Object pointing dataset rows
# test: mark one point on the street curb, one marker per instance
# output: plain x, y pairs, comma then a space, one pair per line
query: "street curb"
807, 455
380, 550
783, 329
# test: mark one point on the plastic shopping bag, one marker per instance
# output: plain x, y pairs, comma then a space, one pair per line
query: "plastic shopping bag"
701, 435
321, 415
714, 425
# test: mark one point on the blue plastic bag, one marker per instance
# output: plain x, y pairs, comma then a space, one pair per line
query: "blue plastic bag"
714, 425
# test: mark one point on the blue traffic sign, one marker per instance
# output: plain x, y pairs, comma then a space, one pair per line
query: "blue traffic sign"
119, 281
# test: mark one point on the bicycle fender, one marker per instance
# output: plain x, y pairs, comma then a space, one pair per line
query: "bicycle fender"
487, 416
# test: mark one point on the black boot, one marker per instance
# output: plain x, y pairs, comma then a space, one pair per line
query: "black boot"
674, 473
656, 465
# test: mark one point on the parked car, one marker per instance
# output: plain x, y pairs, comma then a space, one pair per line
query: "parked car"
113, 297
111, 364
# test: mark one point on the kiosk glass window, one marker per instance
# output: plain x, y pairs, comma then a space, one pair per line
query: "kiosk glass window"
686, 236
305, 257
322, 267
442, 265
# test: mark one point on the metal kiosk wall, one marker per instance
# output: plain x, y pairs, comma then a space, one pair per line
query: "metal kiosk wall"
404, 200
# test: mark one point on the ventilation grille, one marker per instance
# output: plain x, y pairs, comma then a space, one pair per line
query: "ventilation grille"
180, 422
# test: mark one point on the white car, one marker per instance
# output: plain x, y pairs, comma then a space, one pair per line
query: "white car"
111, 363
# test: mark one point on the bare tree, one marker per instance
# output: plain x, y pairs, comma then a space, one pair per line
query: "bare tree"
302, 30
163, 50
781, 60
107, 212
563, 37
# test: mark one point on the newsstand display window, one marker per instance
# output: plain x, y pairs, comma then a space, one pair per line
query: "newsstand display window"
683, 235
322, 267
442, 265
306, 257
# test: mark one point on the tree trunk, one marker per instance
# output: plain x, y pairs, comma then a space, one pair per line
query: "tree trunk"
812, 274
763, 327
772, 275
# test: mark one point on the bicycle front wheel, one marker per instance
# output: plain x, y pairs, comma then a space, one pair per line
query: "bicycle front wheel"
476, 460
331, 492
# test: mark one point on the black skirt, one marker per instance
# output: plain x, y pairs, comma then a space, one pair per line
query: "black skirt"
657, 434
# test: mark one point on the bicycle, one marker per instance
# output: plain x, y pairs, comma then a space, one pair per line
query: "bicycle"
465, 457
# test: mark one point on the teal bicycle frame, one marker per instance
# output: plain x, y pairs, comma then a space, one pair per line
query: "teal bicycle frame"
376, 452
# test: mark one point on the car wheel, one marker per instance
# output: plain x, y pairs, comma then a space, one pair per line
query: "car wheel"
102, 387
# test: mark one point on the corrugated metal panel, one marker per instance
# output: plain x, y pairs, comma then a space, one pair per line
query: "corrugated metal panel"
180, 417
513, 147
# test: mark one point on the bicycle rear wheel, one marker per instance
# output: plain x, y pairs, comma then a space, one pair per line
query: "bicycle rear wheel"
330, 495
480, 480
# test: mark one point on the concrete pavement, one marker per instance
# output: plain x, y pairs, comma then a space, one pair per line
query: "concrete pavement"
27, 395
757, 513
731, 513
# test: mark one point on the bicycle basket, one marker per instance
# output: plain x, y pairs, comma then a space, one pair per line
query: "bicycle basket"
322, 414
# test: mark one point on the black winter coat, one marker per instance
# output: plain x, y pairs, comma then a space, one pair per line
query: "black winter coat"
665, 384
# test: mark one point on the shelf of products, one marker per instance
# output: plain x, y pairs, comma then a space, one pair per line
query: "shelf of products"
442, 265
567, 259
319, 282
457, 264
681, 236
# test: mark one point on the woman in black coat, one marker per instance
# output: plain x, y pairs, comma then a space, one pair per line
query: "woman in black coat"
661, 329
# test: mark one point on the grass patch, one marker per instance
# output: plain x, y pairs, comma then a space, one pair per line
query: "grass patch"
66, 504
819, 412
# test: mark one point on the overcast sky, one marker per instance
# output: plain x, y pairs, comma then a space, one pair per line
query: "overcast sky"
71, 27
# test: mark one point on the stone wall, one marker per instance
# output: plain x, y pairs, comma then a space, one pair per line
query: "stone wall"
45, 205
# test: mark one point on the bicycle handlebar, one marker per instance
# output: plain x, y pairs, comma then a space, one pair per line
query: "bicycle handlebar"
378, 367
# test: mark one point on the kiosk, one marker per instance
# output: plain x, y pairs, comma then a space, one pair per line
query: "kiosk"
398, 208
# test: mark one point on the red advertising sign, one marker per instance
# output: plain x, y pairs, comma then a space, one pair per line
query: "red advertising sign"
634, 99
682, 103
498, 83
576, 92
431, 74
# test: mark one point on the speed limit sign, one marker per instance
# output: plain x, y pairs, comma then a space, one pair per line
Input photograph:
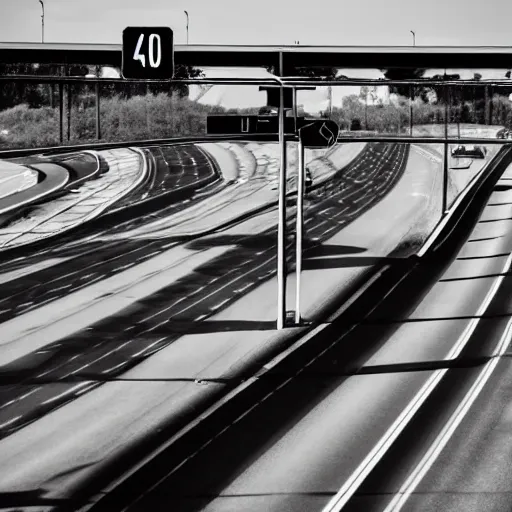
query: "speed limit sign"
148, 53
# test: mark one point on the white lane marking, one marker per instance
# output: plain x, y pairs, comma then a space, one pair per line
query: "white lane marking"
379, 450
9, 422
449, 429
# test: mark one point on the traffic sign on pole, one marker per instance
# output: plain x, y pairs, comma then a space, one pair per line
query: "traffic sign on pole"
148, 53
319, 133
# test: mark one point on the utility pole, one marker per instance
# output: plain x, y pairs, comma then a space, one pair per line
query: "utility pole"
186, 13
42, 21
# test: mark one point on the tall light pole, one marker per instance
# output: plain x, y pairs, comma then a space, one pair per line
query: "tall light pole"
186, 13
42, 21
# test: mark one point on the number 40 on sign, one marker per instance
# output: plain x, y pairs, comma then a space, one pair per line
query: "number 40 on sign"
148, 53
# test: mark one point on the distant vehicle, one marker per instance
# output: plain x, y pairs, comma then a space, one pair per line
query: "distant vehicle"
462, 151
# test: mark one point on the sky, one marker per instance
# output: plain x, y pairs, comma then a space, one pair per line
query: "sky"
274, 22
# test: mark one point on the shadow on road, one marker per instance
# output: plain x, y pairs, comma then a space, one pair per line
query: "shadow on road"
211, 326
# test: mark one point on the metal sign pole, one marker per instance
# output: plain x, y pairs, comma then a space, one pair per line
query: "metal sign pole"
281, 229
299, 226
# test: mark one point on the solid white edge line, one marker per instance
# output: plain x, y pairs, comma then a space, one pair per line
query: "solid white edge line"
449, 429
371, 460
444, 220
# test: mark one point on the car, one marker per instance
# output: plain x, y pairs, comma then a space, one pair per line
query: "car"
462, 151
308, 181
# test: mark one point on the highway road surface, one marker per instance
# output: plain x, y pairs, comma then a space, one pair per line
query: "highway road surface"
157, 320
108, 333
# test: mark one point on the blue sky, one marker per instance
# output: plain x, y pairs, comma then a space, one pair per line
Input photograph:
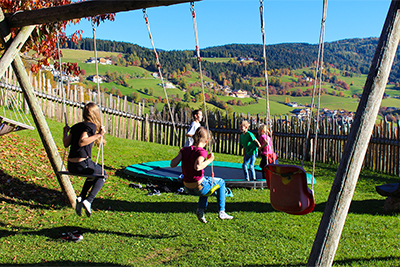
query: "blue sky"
238, 21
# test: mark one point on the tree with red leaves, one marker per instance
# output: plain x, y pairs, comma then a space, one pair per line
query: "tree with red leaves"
43, 40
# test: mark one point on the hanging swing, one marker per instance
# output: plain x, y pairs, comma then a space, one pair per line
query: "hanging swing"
90, 176
289, 191
145, 16
13, 118
215, 185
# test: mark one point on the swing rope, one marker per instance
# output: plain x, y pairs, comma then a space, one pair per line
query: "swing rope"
145, 16
202, 83
318, 77
60, 84
268, 115
98, 100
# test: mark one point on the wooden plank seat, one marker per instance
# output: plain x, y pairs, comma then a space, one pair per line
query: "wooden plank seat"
83, 175
388, 190
8, 126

== Stated task ==
Skip all pictures. Write out only the lines from the one containing "# test: mark one point on the blue sky, one" to the end of the listing above, inclusive, exactly as given.

== Exercise response ==
# test: mark one point on the blue sky, one marker per instance
# output: plain x, y pairs, comma then a space, one pair per line
Input photograph:
query: "blue sky"
238, 21
# test: mark one point on the tree with red leaves, one marker per instance
# output: plain x, y pairs, comma then a space, one pair per line
query: "tree with red leaves"
43, 40
# test: mark one point on the hanging swing, one marker per instance
# output: plain x, y pairs, comma then a space, one pair per line
query: "hanging swing"
90, 176
289, 191
145, 16
13, 118
215, 185
# test: mark one point on the swing rope, one marker per instance
# output: plain x, y pairs, comma then a space, one pair per line
query: "swing rope"
145, 16
202, 83
318, 77
60, 84
268, 115
98, 100
# test: mark one point on the wooden plank seat, one marker per instance
# output: plain x, y pairs, comma then a space, one pair per line
query: "wooden plank seat"
83, 175
388, 190
8, 126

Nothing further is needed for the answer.